(SELECTED EXCERPT):
After the Italian assembly in Long Branch was started, Frank Pizzulli, the son of Nunzio, became active in children’s and young people’s work and started a large Sunday School. In June 1938, he was commended by the Long Branch assembly for full-time service.

 

Another servant of the Lord who played an important part in the formation of Italian assemblies was Francis Carboni. He heard the Gospel preached for the first time by Frank Diorio and Mr. Compitello in a little store that these brethren had rented for meetings in Dumont, NJ. Mr. Carboni was commended to the Lord’s work by the assembly at Tenafly Hall in New Jersey and by the Italian-speaking assemblies.

 

Francis Carboni labored much in the Hackensack and Lodi, NJ areas and saw an assembly established in Hackensack. He encouraged Frank Pizzulli of Long Branch to go into full time service and they joined hands in East Boston, MA and also in Mechanicville, NY and were helpful in forming assemblies in these two cities. Mr. Carboni and G.G. Johnston pitched their Gospel tent in Sault Ste Marie, Ontario in the summer of 1945, and visited other cities in Canada. But Mr. Carboni had developed a burden for Italy and prayed for an open door for the Gospel there. In 1946, the Lord granted his desire, and Francis Carboni visited Italy and spent nine months preaching the Gospel there with much fruit and encouragement.

 

He later labored in Sicily, with the full blessing of the Italian brethren in the U.S. The Orange assembly sent a bounty of gifts for the furbishing of a home for missionaries that he had established there. Blessings were evident immediately, many souls being saved and some assemblies established in Sicily.

(SUPPLIED MATERIAL):
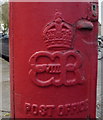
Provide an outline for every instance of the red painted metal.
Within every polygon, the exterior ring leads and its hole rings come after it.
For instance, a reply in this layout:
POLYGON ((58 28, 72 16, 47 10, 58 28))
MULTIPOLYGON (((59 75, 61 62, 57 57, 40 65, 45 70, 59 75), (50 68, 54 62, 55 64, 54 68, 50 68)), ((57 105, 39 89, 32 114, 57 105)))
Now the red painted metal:
POLYGON ((10 3, 14 118, 95 118, 97 3, 10 3))

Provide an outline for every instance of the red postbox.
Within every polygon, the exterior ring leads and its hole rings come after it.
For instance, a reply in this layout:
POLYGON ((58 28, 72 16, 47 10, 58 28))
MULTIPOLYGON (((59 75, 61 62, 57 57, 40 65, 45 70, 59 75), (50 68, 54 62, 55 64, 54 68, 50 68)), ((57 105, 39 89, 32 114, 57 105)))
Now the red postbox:
POLYGON ((95 118, 97 2, 10 3, 13 118, 95 118))

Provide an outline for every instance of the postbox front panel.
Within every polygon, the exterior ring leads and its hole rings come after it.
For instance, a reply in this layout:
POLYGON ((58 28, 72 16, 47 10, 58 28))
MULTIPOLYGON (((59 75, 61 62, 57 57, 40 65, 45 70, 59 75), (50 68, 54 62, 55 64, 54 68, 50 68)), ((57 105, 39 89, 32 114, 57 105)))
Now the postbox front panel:
POLYGON ((12 116, 95 118, 97 3, 10 4, 12 116))

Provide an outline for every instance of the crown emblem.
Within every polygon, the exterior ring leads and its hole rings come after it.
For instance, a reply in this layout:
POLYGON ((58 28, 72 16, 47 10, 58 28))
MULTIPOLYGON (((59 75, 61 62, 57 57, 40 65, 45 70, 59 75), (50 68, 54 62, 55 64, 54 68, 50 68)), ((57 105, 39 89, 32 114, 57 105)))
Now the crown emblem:
POLYGON ((56 12, 54 21, 44 29, 43 38, 47 49, 70 49, 73 42, 73 27, 63 20, 61 13, 56 12))

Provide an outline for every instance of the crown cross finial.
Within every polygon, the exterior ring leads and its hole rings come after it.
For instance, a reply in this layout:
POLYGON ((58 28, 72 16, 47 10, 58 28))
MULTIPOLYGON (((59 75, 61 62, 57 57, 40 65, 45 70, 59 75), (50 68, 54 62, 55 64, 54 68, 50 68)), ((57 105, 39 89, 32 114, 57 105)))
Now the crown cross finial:
POLYGON ((56 12, 55 20, 46 26, 43 36, 48 49, 69 49, 72 46, 73 28, 62 19, 60 12, 56 12))

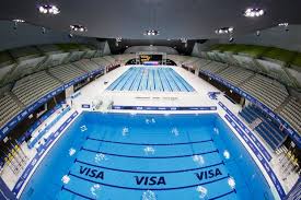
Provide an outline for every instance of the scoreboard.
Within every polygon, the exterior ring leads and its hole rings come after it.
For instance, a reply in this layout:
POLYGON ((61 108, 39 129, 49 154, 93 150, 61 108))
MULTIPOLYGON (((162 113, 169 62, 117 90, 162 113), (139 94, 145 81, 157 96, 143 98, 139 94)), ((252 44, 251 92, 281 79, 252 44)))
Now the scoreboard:
POLYGON ((139 51, 136 52, 136 64, 159 66, 166 63, 166 52, 139 51))
POLYGON ((162 55, 139 55, 139 60, 142 64, 149 61, 162 62, 162 55))

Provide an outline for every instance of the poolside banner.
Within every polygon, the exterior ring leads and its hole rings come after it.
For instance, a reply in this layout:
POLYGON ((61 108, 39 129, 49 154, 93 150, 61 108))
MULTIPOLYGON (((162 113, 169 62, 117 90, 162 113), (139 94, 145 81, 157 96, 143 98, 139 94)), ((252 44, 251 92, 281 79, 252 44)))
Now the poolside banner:
POLYGON ((217 106, 207 107, 162 107, 162 106, 112 106, 112 109, 136 109, 136 110, 217 110, 217 106))
POLYGON ((31 115, 34 110, 36 110, 39 106, 42 106, 43 104, 45 104, 46 102, 48 102, 50 98, 53 98, 54 96, 56 96, 57 94, 61 93, 62 91, 65 91, 67 87, 82 81, 83 79, 86 79, 88 77, 91 75, 96 75, 96 74, 103 74, 104 73, 104 69, 99 69, 99 70, 94 70, 92 72, 89 72, 84 75, 81 75, 79 78, 73 79, 72 81, 70 81, 67 84, 63 84, 59 87, 57 87, 56 90, 49 92, 48 94, 46 94, 45 96, 40 97, 38 101, 36 101, 35 103, 28 105, 24 110, 22 110, 21 113, 19 113, 15 117, 13 117, 10 121, 8 121, 3 127, 1 127, 0 129, 0 140, 3 140, 7 134, 23 119, 25 119, 28 115, 31 115))
POLYGON ((274 173, 273 168, 270 168, 268 162, 263 157, 262 153, 254 146, 253 142, 248 140, 246 134, 240 129, 240 127, 234 122, 234 120, 227 114, 225 119, 230 122, 230 125, 239 132, 239 134, 242 137, 242 139, 245 141, 245 143, 248 145, 248 148, 253 151, 253 153, 256 155, 263 167, 265 168, 266 173, 268 174, 270 180, 273 181, 280 199, 286 198, 286 192, 277 178, 276 174, 274 173))
POLYGON ((15 196, 8 188, 3 179, 0 177, 0 199, 3 200, 16 200, 15 196))
POLYGON ((60 136, 60 133, 63 131, 63 129, 78 116, 78 111, 74 111, 59 128, 56 132, 51 133, 44 145, 42 145, 36 155, 33 157, 31 163, 27 165, 27 167, 24 169, 22 176, 19 178, 16 184, 14 185, 14 188, 12 189, 12 192, 16 196, 22 186, 24 185, 25 180, 28 178, 33 169, 36 167, 36 164, 39 162, 44 153, 48 150, 50 144, 60 136))
POLYGON ((271 160, 271 156, 266 150, 266 148, 262 144, 262 142, 259 142, 259 140, 252 133, 252 131, 250 131, 248 128, 232 111, 230 111, 230 109, 228 109, 228 107, 225 107, 221 102, 219 102, 219 105, 243 129, 243 131, 251 138, 251 140, 255 143, 258 150, 264 154, 266 160, 269 162, 271 160))
POLYGON ((277 115, 276 113, 274 113, 271 109, 269 109, 266 105, 264 105, 263 103, 261 103, 259 101, 257 101, 252 95, 250 95, 246 92, 244 92, 242 89, 239 89, 239 87, 232 85, 231 83, 229 83, 228 81, 223 80, 219 75, 216 75, 216 74, 213 74, 213 73, 211 73, 209 71, 204 71, 204 70, 200 70, 200 72, 204 73, 204 74, 206 74, 206 75, 208 75, 208 77, 210 77, 211 79, 218 81, 219 83, 228 86, 229 89, 235 91, 241 96, 245 97, 246 99, 248 99, 253 104, 257 105, 259 108, 262 108, 262 110, 264 110, 268 116, 270 116, 279 125, 282 125, 282 127, 285 128, 285 132, 290 136, 290 138, 297 143, 297 145, 299 148, 301 148, 301 136, 289 123, 287 123, 286 120, 282 119, 279 115, 277 115))

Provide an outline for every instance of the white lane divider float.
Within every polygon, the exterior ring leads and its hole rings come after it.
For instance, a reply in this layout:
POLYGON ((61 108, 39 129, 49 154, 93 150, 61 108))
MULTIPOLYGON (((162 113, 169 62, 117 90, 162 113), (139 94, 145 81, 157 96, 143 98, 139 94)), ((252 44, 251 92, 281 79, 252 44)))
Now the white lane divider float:
POLYGON ((143 191, 142 200, 157 200, 155 193, 151 190, 143 191))
POLYGON ((173 128, 173 129, 172 129, 172 133, 173 133, 175 137, 178 137, 178 130, 177 130, 177 128, 173 128))
POLYGON ((205 160, 201 155, 194 155, 193 161, 195 163, 197 163, 198 165, 204 165, 204 163, 205 163, 205 160))
POLYGON ((149 155, 149 154, 154 154, 154 151, 155 151, 155 150, 154 150, 152 146, 149 146, 149 145, 148 145, 148 146, 144 148, 143 151, 144 151, 144 153, 146 153, 147 155, 149 155))
POLYGON ((231 189, 234 189, 235 188, 235 180, 233 177, 229 177, 228 178, 228 185, 230 186, 231 189))
POLYGON ((124 127, 124 128, 123 128, 123 137, 128 136, 128 132, 129 132, 128 128, 127 128, 127 127, 124 127))
POLYGON ((99 198, 97 193, 101 190, 101 185, 99 184, 94 184, 91 188, 90 191, 92 193, 92 196, 94 196, 95 198, 99 198))
POLYGON ((103 154, 103 153, 97 153, 96 155, 95 155, 95 162, 96 163, 101 163, 102 161, 106 161, 107 160, 107 157, 105 156, 105 154, 103 154))
POLYGON ((86 128, 86 126, 85 126, 85 125, 81 126, 80 128, 81 128, 81 131, 82 131, 82 132, 84 132, 84 131, 86 131, 86 130, 88 130, 88 128, 86 128))
POLYGON ((77 152, 77 150, 74 150, 73 148, 71 148, 71 149, 69 150, 69 155, 72 156, 72 155, 76 154, 76 152, 77 152))
POLYGON ((62 178, 61 178, 61 181, 63 184, 68 184, 70 181, 70 177, 68 175, 63 175, 62 178))
POLYGON ((208 190, 205 187, 198 186, 196 190, 199 193, 199 199, 204 199, 207 196, 208 190))
POLYGON ((229 160, 230 158, 230 152, 228 150, 223 151, 223 156, 224 158, 229 160))

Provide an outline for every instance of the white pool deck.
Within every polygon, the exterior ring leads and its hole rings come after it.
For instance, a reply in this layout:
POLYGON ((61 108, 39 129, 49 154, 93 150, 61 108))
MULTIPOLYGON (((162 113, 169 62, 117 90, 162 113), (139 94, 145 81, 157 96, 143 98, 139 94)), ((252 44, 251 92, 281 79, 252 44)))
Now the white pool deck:
MULTIPOLYGON (((148 114, 205 114, 205 113, 218 113, 223 119, 225 111, 218 105, 218 102, 222 102, 235 116, 239 117, 238 113, 241 109, 240 105, 235 105, 230 102, 227 97, 223 96, 221 93, 218 95, 217 99, 211 99, 208 96, 208 92, 220 92, 218 89, 209 84, 208 82, 204 81, 202 79, 198 78, 197 75, 193 74, 189 71, 186 71, 180 67, 173 67, 173 69, 182 75, 194 89, 195 92, 116 92, 116 91, 106 91, 106 87, 109 86, 119 75, 121 75, 126 70, 128 70, 130 66, 124 66, 117 68, 95 81, 91 82, 90 84, 85 85, 83 89, 80 90, 80 95, 72 99, 72 109, 65 115, 53 128, 50 131, 55 131, 58 127, 67 120, 67 118, 74 111, 78 110, 81 113, 83 109, 82 104, 97 104, 102 102, 100 108, 95 111, 103 111, 103 113, 148 113, 148 114), (105 82, 107 82, 105 84, 105 82), (165 106, 165 107, 183 107, 183 106, 217 106, 217 110, 118 110, 118 109, 108 109, 111 104, 118 105, 118 106, 165 106)), ((71 105, 71 99, 67 99, 67 103, 71 105)), ((92 111, 92 110, 91 110, 92 111)), ((275 199, 280 199, 277 195, 276 188, 274 187, 269 176, 261 165, 258 158, 255 154, 251 151, 244 140, 240 137, 236 130, 230 126, 230 123, 224 119, 224 121, 229 125, 232 131, 236 134, 243 145, 247 149, 254 161, 257 163, 258 167, 262 169, 266 180, 268 181, 273 193, 275 195, 275 199)), ((47 122, 47 121, 46 121, 47 122)), ((246 123, 245 123, 246 125, 246 123)), ((251 130, 251 129, 250 129, 251 130)), ((63 134, 63 132, 62 132, 63 134)), ((287 180, 282 180, 281 170, 278 166, 278 156, 271 152, 271 150, 265 144, 265 142, 254 132, 254 136, 264 144, 264 146, 269 151, 273 160, 269 162, 270 167, 276 173, 278 179, 280 180, 283 189, 286 192, 290 190, 290 188, 294 184, 296 175, 290 175, 291 177, 287 178, 287 180)), ((53 143, 54 145, 54 143, 53 143)), ((26 152, 28 157, 33 157, 35 154, 35 150, 28 151, 26 144, 23 143, 23 150, 26 152)), ((46 154, 45 154, 46 155, 46 154)), ((40 161, 39 161, 40 162, 40 161)), ((32 172, 33 174, 34 172, 32 172)), ((4 181, 8 184, 10 188, 13 188, 16 180, 21 176, 20 173, 18 176, 13 175, 7 166, 4 166, 1 176, 4 181)), ((31 176, 30 176, 31 177, 31 176)), ((28 179, 30 179, 28 177, 28 179)), ((28 181, 28 179, 26 181, 28 181)), ((18 197, 20 197, 22 190, 25 188, 25 185, 22 187, 18 197)))

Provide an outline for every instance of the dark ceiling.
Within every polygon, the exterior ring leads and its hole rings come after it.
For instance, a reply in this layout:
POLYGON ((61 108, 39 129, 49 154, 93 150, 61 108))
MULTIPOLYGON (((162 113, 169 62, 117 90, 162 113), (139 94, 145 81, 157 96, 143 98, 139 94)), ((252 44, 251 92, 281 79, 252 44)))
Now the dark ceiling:
MULTIPOLYGON (((101 39, 103 40, 103 39, 101 39)), ((192 39, 187 42, 187 45, 183 44, 180 39, 123 39, 121 43, 116 46, 115 39, 107 39, 112 54, 123 54, 128 47, 131 46, 167 46, 177 50, 181 55, 190 55, 195 43, 205 43, 206 39, 192 39)))
POLYGON ((208 39, 215 30, 234 26, 241 35, 271 27, 281 22, 300 24, 300 0, 7 0, 1 1, 0 19, 24 19, 28 23, 68 31, 71 24, 88 27, 84 36, 150 39, 146 30, 160 31, 153 39, 208 39), (61 13, 56 16, 37 12, 38 3, 51 2, 61 13), (266 14, 247 19, 242 12, 261 7, 266 14))

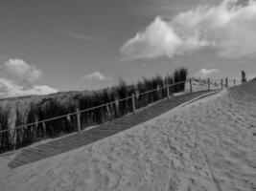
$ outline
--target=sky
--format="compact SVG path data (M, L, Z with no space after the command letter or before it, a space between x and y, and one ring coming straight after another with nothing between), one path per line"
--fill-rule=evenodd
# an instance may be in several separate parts
M0 97L256 76L254 0L1 0Z

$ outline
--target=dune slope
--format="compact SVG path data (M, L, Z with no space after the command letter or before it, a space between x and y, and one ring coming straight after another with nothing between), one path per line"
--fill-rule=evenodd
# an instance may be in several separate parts
M256 190L255 125L249 82L69 153L3 161L0 190Z

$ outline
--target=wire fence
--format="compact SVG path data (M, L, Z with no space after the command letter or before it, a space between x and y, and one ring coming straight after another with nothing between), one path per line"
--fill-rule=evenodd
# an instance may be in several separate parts
M214 80L188 79L174 84L163 83L156 88L138 92L134 90L129 96L101 104L84 110L77 109L73 113L43 120L22 124L12 129L0 130L0 153L29 145L45 138L59 137L72 132L81 132L89 126L113 120L125 115L135 113L155 101L170 98L175 93L190 94L198 91L221 90L238 85L238 80L227 78Z

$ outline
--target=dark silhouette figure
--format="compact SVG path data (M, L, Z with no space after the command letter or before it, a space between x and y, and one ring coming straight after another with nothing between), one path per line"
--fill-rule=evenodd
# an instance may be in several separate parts
M242 83L245 83L246 82L246 76L245 76L245 73L244 71L242 71Z

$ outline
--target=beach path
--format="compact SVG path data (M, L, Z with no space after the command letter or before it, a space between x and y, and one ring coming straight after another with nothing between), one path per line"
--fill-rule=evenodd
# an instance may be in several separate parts
M129 129L197 97L203 96L214 91L200 91L187 95L173 96L170 99L160 100L135 114L124 116L120 118L101 124L97 128L73 134L56 140L16 151L15 158L9 162L10 168L16 168L49 157L53 157L81 146L93 143L124 130Z

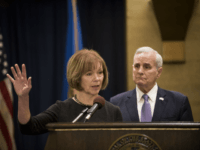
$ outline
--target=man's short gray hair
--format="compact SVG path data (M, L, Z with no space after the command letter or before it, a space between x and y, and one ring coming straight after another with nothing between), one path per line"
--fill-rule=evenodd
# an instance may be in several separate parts
M140 47L136 50L135 55L138 54L138 53L150 52L150 51L156 52L157 69L162 67L162 64L163 64L162 56L156 50L152 49L151 47L147 47L147 46L146 47ZM134 55L134 58L135 58L135 55Z

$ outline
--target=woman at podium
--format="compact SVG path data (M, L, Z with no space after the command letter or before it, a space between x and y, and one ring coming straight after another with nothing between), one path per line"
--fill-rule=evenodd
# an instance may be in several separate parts
M22 70L15 64L11 67L13 78L7 77L13 83L16 94L18 95L18 121L23 134L41 134L48 130L47 123L52 122L72 122L77 116L82 115L78 122L120 122L122 115L119 107L100 97L99 91L106 88L108 84L108 71L103 58L94 50L83 49L76 52L67 64L67 81L74 90L74 96L65 101L56 101L47 110L36 116L31 116L29 109L29 92L32 88L31 77L27 79L25 64ZM66 91L67 92L67 91ZM97 103L94 104L94 101ZM89 110L95 106L102 106L95 113L89 114ZM83 113L83 111L85 112ZM86 119L87 118L87 119ZM88 119L89 118L89 119Z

(WORK TO BE COMPLETED): List every person named in the account of the Italian assemblies.

(ANSWER TO THIS EXERCISE): Frank Pizzulli, Nunzio, Francis Carboni, Frank Diorio, Mr. Compitello, G.G. Johnston